(TESTO SORGENTE):

Il cardinale Zuppi contro i bonus: "Serve lavoro"

L’affondo dell’arcivescovo di Bologna: meno sussidi e più posti, ma non precari. "L’assistenzialismo può diventare patologico"

Il cardinale Matteo Zuppi, 65 anni, in visita alla Lamborghini nello scorso giugno

Il cardinale Matteo Zuppi, 65 anni, in visita alla Lamborghini nello scorso giugno

Meno sussidi e più occupazione. È un affondo duro quello del cardinale arcivescovo di Bologna Matteo Zuppi che, intervenuto in un convegno su come sarà il lavoro superata la pandemia, ha spiegato come futuro e assistenzialismo stiano su due direzioni diverse, quasi opposte. "I bonus hanno avuto un ruolo importantissimo – sono le parole dell’arcivescovo di Bologna – ma sono sempre un rimedio e mai la soluzione. Quando diventano la soluzione dobbiamo preoccuparci perché c’è sempre il rischio che si entri nella logica dell’attesa e dell’approfittare e, quindi, in una fase patologica. Ogni giorno sentiamo dire che la pandemia lascerà tante macerie e questo non è bello, ma sarà anche una opportunità perché dovremo ricostruire e quindi ci sarà tanta occupazione. Non possiamo, però, ricostruire senza cambiare alcuni stili di vita, e tra questi c’è anche quello dell’aspettare un bonus".

(MATERIALE DI STUDIO):
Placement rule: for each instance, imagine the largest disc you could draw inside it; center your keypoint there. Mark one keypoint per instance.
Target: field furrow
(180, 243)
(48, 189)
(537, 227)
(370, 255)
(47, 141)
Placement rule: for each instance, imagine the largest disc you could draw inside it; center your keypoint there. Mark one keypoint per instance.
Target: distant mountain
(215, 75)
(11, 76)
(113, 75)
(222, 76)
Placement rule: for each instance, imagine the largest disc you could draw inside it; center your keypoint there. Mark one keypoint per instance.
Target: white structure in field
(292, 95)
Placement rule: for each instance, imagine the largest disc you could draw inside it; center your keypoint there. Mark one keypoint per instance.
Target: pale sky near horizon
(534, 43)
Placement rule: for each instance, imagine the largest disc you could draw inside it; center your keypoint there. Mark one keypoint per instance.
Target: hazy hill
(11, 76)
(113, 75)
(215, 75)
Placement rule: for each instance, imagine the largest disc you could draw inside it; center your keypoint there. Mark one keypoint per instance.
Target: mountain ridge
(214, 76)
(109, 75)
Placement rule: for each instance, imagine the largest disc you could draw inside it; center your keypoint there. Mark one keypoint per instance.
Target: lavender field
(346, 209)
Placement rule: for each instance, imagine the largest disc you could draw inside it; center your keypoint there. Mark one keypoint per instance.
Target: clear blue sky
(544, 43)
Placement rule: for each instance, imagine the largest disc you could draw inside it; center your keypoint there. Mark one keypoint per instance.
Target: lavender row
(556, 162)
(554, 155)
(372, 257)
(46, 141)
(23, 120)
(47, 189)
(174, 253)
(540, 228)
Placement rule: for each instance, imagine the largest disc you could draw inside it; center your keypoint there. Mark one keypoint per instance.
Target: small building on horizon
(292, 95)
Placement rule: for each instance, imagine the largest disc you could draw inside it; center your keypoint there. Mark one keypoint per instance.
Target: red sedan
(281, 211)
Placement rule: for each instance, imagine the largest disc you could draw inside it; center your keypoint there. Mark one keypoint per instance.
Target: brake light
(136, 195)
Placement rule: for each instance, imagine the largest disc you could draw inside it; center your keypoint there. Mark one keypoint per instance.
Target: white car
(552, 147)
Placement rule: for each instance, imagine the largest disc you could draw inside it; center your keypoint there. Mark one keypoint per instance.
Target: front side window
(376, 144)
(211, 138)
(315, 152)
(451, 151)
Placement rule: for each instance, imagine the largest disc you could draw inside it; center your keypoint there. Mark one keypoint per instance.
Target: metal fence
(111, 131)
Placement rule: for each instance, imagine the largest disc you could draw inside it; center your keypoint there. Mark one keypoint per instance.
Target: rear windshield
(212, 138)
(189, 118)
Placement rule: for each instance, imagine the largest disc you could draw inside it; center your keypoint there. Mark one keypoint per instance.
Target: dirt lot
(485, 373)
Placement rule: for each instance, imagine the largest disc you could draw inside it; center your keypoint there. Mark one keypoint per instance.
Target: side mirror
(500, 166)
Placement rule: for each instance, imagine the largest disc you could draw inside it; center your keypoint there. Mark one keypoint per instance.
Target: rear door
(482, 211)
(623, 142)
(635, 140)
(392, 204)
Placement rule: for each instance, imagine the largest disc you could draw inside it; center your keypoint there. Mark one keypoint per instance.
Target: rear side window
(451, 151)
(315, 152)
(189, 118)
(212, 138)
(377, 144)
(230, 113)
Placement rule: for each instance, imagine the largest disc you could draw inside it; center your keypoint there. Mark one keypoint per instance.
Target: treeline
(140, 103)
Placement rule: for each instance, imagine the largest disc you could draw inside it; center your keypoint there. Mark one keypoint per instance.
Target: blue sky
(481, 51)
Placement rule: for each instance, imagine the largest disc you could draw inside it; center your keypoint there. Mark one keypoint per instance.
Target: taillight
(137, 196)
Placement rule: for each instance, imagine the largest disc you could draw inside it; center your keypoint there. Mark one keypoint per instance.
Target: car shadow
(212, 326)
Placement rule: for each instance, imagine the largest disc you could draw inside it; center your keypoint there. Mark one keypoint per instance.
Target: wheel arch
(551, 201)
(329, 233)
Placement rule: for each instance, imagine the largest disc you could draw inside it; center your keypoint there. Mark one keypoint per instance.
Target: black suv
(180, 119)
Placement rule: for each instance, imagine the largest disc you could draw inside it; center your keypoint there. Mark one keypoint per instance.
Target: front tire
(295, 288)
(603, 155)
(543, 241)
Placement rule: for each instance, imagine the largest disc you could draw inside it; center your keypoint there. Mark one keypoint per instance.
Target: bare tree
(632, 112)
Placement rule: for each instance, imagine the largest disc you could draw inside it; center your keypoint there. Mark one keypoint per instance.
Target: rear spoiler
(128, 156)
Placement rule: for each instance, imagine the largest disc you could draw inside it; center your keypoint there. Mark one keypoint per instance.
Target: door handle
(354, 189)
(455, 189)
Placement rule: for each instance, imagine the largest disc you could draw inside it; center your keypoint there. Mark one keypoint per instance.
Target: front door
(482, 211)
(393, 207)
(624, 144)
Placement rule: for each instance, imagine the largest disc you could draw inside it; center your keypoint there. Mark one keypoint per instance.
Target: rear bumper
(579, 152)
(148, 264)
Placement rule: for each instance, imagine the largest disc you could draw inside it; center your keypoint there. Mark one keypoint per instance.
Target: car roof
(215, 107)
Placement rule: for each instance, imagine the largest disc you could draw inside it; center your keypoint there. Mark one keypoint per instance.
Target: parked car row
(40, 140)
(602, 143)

(CONSEGNA):
Nel testo sorgente sul cardinale Zuppi, che cosa sono sempre i bonus secondo l’arcivescovo di Bologna?

(RISPOSTA):
Sono sempre un rimedio e mai la soluzione.